Задание a: Кого, согласно исходному тексту, Петр I поставил во главе церкви?

Исходный текст:

----

Но позднее, с утверждением рода Романовых во главе русского государства, некоторое время спустя, возникает фигура Петра I, обратившего свой взор к Западу. Именно он первым начал обширную, всеохватную вестернизацию не только государственно-властного аппарата, но также и всего российского общества. Именно Петр Алексеевич окончательно подчинил церковь государству, обратив ее в один из многочисленных органов, поставив во главе ее Синод; такое решение пришлось не по нраву дворянству, но практически никак не отразилось в народе. Много большее значение имел церковный раскол, произошедший при его отце, но углубившийся при первом российском императоре: Никонианская реформа, приведшая к сопоставлению текстов канонических книг с греческим образцами, разорвала русское общество, русское сознание на две части: едва окрепшая в умах вера в богоизбранность православного народа, во вселенскую значимость Москвы ввиду греховности павшего греческого государства не может принять как данность необходимость следовать еретическому греческому образцу. Алексей Михайлович будет крайне последователен в своем решении; помимо прочего,  При этом сам царь, признававший реформу, произошедшую в правление его отца, старообрядцами рисовался в образе антихриста, явившегося на погибель русского государства. С этого времени начинается отрицание власти государевой частью населения России, утверждается, пусть и не повсеместно, ранее нами объявленная идея греховности государственной власти, имевшая место в том числе и в некоторых течениях XIX в. Вкупе с установившимися апокалиптическими настроениями это приводит к революциям начала XX в., причем революциям, изначально не могущим привести к установлению западной демократической модели общества. Причиной невозможности выступает пресловутый восточный элемент русской культуры, выразившийся в отрицании, непризнании частной собственности (в противовес коллективной), а также и отрицании права, установленного властью и потому представляющего собой аморальное, вопреки правде, принадлежащей по преимуществу народной стихии, образование. Вл. Соловьев правильно видел в праве лишь минимум нравственности. Оговоримся только, что такое правопонимание характерно именно для России переломного периода конца XIX – начала XX веков.

----

(Записи из набора данных с точечной разметкой)
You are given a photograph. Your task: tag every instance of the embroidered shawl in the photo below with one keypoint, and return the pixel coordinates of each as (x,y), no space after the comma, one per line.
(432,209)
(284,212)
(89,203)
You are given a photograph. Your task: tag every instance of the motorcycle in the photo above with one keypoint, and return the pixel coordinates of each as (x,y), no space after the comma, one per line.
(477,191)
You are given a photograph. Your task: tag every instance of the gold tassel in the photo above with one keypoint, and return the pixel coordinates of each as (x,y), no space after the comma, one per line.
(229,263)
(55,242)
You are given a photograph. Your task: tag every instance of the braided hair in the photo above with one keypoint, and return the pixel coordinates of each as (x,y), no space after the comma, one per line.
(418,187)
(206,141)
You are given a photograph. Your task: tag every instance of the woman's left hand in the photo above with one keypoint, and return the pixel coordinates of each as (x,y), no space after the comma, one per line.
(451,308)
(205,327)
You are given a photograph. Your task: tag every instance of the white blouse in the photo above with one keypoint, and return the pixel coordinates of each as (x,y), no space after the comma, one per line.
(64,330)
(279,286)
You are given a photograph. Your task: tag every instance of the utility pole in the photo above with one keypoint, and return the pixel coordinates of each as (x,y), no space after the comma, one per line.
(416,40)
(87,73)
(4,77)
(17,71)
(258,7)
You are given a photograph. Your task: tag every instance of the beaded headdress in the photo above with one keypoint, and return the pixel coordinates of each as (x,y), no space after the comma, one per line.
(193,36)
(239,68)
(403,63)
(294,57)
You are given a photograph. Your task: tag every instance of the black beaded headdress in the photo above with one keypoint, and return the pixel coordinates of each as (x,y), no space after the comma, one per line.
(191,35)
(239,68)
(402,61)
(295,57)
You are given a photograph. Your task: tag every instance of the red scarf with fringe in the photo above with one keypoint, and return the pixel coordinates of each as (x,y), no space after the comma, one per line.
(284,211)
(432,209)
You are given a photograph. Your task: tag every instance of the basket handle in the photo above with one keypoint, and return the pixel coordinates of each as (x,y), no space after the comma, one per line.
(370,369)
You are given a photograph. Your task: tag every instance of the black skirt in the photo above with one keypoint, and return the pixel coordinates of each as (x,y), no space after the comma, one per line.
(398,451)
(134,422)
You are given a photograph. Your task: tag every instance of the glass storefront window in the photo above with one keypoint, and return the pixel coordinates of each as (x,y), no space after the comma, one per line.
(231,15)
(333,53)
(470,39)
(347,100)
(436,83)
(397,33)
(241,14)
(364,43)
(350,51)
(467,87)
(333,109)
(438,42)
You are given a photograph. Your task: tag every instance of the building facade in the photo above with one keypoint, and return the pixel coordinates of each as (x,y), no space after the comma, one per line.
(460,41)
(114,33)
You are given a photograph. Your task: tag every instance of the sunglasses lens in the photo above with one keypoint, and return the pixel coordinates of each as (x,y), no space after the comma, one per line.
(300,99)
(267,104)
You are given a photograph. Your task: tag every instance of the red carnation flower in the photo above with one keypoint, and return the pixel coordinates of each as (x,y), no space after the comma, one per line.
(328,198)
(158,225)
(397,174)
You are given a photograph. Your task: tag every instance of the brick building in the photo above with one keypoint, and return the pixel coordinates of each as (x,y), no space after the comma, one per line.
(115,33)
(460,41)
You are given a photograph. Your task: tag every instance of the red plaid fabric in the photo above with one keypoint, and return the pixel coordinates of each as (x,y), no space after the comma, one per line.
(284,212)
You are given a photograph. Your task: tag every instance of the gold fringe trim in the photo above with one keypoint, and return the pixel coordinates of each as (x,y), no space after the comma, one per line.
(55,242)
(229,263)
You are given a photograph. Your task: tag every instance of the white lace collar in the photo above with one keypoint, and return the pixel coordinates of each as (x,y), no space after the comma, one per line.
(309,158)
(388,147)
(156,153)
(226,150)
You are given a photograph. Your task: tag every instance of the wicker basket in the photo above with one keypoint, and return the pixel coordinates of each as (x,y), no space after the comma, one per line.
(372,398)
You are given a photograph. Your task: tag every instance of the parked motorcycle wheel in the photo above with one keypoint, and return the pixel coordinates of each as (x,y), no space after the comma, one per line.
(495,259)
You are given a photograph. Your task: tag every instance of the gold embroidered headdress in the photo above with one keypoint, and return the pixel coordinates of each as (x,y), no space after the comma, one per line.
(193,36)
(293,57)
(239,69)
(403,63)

----

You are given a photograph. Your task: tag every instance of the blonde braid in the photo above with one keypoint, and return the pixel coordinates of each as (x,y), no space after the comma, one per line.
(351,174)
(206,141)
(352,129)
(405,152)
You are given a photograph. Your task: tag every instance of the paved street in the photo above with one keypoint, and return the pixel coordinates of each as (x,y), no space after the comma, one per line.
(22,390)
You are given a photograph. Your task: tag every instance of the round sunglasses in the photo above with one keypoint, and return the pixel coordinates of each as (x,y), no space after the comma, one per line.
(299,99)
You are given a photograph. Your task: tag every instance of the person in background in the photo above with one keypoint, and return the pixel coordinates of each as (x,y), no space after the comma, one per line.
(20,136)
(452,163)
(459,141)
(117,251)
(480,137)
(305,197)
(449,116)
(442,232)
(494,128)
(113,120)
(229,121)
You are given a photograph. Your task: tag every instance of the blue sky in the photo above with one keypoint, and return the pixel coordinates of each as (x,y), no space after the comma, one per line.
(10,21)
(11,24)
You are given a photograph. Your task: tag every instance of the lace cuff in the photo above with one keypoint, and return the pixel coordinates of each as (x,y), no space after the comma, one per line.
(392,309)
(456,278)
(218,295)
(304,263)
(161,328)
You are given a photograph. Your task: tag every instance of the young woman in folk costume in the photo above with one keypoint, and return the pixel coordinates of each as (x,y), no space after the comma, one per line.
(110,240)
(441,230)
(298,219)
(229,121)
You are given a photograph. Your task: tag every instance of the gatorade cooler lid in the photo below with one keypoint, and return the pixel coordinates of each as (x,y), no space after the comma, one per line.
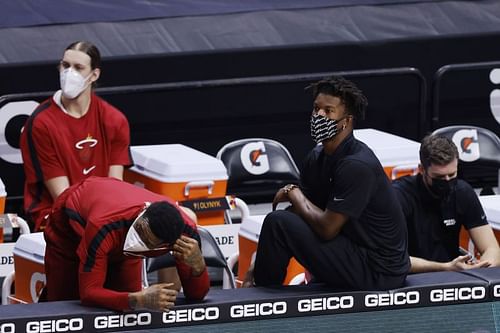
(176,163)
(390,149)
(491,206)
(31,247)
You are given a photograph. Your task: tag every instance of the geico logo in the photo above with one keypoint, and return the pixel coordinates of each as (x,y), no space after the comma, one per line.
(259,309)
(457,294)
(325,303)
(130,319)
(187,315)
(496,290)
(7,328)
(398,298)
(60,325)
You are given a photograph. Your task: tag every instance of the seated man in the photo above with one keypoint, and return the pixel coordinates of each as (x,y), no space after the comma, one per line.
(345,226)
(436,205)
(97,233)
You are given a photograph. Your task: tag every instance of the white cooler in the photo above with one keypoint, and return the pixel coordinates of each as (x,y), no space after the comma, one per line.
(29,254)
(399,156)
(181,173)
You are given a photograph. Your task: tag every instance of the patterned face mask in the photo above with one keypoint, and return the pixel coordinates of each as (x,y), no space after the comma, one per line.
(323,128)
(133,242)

----

Задание b: Выпишите из записей все строки, в которых встречается слово «below». Регистр букв учитывается.

Полный ответ a: Синод.

Полный ответ b:
You are given a photograph. Your task: tag every instance of the embroidered shawl in the photo below with one keypoint, and return the pixel coordinates of each as (x,y), no space after the comma, one per line.
You are given a photograph. Your task: tag every instance of the gatorade cooler lid in the photo below with one keypoint, and return the pixel coordinates of each as (x,y), no space after the comma, one per line.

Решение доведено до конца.